— BEGIN —

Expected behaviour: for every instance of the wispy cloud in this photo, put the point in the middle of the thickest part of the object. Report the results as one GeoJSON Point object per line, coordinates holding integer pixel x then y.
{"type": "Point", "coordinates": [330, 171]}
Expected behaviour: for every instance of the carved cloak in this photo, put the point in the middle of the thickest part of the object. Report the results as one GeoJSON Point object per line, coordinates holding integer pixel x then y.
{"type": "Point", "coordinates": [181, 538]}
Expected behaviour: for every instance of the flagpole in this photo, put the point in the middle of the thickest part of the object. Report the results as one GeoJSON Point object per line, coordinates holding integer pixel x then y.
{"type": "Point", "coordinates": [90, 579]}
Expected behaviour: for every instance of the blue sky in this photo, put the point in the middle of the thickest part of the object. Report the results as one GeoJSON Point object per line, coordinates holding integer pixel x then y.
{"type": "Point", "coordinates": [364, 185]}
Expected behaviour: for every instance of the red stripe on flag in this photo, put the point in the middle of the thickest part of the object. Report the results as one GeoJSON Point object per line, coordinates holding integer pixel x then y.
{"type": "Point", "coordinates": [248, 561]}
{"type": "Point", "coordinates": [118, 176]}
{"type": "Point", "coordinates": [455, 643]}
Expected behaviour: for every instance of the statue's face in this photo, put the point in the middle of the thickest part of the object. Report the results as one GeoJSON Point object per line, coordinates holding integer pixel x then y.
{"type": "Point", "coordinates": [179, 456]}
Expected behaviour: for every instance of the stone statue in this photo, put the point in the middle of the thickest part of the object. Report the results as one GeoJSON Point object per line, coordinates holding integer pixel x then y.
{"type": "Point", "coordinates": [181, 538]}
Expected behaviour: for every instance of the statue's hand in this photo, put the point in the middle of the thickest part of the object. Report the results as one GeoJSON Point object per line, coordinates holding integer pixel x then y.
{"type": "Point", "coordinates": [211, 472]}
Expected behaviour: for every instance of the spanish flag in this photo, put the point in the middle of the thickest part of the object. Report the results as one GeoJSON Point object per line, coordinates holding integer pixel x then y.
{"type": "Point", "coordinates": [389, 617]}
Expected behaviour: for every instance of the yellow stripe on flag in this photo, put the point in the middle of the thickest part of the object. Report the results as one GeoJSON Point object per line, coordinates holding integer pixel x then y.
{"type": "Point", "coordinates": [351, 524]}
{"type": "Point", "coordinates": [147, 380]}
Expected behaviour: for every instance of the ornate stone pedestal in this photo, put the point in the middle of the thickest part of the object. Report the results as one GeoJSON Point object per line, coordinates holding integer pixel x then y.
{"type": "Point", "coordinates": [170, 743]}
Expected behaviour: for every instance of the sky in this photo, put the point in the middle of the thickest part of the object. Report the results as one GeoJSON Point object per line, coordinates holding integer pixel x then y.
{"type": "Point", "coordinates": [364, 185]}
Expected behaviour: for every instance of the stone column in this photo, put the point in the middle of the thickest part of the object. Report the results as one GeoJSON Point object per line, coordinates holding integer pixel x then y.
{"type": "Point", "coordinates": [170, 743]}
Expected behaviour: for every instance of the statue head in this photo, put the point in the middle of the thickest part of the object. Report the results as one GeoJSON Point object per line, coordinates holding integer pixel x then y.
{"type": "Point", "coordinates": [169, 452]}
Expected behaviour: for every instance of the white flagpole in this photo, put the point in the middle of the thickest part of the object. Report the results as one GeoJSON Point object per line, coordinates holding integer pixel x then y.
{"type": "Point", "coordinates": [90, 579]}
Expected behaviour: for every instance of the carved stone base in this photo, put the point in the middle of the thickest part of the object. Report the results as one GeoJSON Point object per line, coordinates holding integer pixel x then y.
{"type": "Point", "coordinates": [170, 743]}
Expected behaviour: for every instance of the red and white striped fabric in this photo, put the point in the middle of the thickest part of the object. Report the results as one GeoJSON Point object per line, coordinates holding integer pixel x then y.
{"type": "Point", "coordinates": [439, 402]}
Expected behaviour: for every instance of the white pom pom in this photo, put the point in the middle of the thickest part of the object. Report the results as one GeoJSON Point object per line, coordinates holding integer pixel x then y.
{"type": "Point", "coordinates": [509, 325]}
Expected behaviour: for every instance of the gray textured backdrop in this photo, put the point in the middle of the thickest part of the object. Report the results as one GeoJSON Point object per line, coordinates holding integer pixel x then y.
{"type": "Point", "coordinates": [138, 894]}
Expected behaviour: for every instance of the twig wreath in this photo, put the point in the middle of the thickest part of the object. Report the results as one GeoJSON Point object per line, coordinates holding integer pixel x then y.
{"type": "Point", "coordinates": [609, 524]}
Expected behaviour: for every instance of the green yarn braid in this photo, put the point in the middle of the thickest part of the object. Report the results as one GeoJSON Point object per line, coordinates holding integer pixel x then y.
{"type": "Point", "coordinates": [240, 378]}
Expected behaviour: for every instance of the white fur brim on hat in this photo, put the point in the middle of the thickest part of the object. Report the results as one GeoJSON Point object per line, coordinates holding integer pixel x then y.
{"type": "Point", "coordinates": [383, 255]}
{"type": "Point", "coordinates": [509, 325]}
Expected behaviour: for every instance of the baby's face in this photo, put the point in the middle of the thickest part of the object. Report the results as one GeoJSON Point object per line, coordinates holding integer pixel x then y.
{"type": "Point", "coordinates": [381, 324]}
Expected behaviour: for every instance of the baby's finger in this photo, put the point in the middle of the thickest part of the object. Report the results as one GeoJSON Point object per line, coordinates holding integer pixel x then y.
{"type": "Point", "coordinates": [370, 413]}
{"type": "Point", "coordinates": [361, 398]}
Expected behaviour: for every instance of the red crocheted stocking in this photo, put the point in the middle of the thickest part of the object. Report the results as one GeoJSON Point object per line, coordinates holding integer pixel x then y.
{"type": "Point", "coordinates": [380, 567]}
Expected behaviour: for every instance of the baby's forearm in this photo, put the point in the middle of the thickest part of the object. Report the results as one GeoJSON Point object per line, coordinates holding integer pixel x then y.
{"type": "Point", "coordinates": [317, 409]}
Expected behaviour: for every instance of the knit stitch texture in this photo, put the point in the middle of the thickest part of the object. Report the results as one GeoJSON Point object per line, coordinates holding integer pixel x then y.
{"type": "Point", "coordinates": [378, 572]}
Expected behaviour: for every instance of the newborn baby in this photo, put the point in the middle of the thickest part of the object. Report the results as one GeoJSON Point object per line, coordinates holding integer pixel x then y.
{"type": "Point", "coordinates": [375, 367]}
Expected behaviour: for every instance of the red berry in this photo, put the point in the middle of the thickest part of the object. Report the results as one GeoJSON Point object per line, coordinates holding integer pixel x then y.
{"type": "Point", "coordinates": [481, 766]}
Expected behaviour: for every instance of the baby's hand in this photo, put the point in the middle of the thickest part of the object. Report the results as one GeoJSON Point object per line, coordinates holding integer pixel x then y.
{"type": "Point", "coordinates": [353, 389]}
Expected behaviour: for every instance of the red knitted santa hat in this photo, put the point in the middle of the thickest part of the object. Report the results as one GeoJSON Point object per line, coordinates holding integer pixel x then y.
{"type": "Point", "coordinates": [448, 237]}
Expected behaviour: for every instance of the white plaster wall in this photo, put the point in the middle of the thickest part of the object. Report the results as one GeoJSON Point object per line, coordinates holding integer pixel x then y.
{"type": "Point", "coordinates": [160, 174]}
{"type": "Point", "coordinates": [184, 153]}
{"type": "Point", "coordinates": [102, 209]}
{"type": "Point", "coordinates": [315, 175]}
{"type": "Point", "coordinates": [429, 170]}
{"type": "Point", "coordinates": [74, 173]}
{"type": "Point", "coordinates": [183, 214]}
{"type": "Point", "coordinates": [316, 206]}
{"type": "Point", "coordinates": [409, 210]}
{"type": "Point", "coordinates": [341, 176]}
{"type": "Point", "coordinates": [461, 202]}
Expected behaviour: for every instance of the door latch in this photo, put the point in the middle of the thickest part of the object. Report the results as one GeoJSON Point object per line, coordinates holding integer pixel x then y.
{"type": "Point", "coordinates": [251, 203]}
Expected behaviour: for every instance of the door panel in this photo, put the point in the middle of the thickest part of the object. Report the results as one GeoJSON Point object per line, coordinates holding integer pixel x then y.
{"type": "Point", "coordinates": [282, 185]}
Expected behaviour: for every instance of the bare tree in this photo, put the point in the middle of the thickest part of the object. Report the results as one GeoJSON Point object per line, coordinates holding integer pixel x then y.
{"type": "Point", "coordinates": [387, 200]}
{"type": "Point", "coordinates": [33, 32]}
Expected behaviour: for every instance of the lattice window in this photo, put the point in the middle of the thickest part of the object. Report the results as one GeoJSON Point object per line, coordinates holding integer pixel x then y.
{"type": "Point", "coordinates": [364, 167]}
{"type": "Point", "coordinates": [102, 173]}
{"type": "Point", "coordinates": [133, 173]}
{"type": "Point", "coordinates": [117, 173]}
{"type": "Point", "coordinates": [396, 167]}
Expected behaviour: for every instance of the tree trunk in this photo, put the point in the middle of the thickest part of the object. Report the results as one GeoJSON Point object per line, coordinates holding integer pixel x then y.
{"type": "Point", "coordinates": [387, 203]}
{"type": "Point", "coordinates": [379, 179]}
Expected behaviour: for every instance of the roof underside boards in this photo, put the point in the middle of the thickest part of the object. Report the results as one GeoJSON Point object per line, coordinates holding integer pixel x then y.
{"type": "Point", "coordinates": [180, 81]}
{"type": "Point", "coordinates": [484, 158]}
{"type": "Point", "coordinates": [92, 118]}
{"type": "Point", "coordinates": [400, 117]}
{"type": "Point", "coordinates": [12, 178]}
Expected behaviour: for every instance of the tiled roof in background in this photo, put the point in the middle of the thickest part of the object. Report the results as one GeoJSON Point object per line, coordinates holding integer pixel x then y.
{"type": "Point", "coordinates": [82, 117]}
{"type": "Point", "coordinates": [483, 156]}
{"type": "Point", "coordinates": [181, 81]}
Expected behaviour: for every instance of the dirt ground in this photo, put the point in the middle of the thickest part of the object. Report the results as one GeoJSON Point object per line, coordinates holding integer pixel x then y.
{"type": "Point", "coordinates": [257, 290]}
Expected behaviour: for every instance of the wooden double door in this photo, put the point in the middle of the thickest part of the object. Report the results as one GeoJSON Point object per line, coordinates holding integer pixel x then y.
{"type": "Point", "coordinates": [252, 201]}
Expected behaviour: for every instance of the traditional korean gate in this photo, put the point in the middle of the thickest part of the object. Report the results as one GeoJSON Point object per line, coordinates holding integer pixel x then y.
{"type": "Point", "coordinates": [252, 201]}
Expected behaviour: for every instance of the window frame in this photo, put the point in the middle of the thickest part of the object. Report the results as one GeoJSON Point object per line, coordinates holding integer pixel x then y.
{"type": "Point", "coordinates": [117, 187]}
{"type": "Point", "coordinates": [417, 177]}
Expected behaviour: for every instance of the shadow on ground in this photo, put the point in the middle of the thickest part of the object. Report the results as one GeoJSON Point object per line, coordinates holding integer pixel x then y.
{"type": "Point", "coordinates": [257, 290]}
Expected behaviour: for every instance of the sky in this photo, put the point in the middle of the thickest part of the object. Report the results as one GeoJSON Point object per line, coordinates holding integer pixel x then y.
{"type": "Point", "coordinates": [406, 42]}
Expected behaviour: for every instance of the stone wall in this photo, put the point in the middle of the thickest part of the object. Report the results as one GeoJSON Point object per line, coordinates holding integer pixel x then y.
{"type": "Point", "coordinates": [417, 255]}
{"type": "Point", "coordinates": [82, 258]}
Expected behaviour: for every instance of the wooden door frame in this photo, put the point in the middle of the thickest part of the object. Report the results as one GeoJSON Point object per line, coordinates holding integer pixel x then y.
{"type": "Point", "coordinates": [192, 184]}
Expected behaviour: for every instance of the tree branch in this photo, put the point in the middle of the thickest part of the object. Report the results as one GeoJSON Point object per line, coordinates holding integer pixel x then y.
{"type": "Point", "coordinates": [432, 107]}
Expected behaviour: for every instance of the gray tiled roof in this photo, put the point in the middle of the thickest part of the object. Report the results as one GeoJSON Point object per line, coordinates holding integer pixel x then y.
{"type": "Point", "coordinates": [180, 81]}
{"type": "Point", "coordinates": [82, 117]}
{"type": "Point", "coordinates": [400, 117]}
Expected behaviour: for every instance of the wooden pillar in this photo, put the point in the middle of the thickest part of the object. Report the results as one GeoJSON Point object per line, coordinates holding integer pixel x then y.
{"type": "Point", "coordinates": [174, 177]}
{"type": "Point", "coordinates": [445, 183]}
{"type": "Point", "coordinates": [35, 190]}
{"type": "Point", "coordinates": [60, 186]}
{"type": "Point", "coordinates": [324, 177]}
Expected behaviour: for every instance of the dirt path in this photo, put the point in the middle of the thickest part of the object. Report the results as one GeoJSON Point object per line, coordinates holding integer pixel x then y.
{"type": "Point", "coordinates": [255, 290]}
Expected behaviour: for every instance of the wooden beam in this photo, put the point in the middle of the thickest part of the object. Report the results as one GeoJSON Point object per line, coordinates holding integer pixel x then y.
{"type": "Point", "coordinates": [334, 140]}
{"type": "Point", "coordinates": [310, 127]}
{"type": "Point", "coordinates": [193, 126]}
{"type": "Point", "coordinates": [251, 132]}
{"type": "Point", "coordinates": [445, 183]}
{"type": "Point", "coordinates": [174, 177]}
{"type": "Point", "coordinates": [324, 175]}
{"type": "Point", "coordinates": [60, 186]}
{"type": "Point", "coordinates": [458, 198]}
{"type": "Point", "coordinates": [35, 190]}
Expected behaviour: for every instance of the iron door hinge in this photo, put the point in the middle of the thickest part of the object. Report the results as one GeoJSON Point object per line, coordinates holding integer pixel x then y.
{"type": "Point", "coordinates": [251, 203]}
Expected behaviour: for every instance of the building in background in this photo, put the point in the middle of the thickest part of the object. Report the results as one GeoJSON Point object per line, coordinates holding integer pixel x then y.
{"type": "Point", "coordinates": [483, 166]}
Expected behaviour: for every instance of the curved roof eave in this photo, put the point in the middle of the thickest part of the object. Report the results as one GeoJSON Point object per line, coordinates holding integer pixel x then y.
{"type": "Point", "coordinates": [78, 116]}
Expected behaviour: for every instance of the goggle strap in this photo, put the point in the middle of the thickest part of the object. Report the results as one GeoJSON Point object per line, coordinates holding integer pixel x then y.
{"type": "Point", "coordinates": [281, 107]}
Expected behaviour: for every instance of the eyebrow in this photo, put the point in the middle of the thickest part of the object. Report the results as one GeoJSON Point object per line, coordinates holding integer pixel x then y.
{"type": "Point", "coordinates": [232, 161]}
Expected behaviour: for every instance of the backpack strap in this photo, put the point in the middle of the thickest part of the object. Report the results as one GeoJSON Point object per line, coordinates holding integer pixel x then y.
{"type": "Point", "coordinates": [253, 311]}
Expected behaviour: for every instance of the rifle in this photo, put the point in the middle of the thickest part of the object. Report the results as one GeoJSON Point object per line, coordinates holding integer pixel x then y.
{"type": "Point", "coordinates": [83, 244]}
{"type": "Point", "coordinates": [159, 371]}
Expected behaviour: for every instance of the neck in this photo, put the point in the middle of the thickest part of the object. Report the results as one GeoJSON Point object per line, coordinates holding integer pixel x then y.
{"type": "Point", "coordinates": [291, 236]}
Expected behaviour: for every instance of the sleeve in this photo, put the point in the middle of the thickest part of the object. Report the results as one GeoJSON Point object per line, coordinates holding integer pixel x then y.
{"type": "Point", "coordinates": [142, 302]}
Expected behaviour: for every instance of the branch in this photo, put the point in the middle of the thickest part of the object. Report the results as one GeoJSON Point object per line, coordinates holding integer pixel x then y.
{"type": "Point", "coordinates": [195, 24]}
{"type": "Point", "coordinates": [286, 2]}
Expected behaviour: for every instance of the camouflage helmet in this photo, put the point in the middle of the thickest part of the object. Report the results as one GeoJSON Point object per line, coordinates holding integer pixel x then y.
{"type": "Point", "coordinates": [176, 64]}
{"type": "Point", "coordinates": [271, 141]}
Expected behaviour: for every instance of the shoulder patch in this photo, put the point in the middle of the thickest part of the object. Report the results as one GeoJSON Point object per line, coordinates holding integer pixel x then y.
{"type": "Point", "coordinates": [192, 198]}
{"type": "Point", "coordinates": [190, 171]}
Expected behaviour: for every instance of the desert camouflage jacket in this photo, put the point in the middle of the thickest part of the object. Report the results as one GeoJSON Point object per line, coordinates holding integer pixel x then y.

— END —

Problem details → Only the lines from the one containing "Expected behaviour: for every instance of the sleeve" to the end of the listing belong in the output, each reproduced exactly.

Full solution →
Expected behaviour: for every instance of the sleeve in this photo, put the point in the middle of the thickest part of the object. Report the results as one GeoJSON Point object per line, coordinates holding integer pixel x then y.
{"type": "Point", "coordinates": [142, 302]}
Expected behaviour: for every instance of the branch in this photo, put the point in the middle of the thickest part of the object. Report the results as one GeoJSON Point object per line, coordinates holding integer pixel x then y.
{"type": "Point", "coordinates": [195, 24]}
{"type": "Point", "coordinates": [286, 2]}
Expected behaviour: for every instance of the camouflage helmet in this photo, put the point in the middle of the thickest part of the object. Report the results as one GeoJSON Point object per line, coordinates holding integer pixel x then y.
{"type": "Point", "coordinates": [176, 64]}
{"type": "Point", "coordinates": [271, 141]}
Expected behaviour: for every instance of the shoulder patch in this photo, put the point in the middle of the thickest part of the object. Report the results as one GeoJSON Point object per line, coordinates holding integer pixel x then y.
{"type": "Point", "coordinates": [192, 198]}
{"type": "Point", "coordinates": [190, 171]}
Expected behaviour: for every instance of the desert camouflage jacket in this photo, put the point in the middle of the thickest part of the object. Report the results as one GeoJSON Point object per line, coordinates holding integer pixel x then y.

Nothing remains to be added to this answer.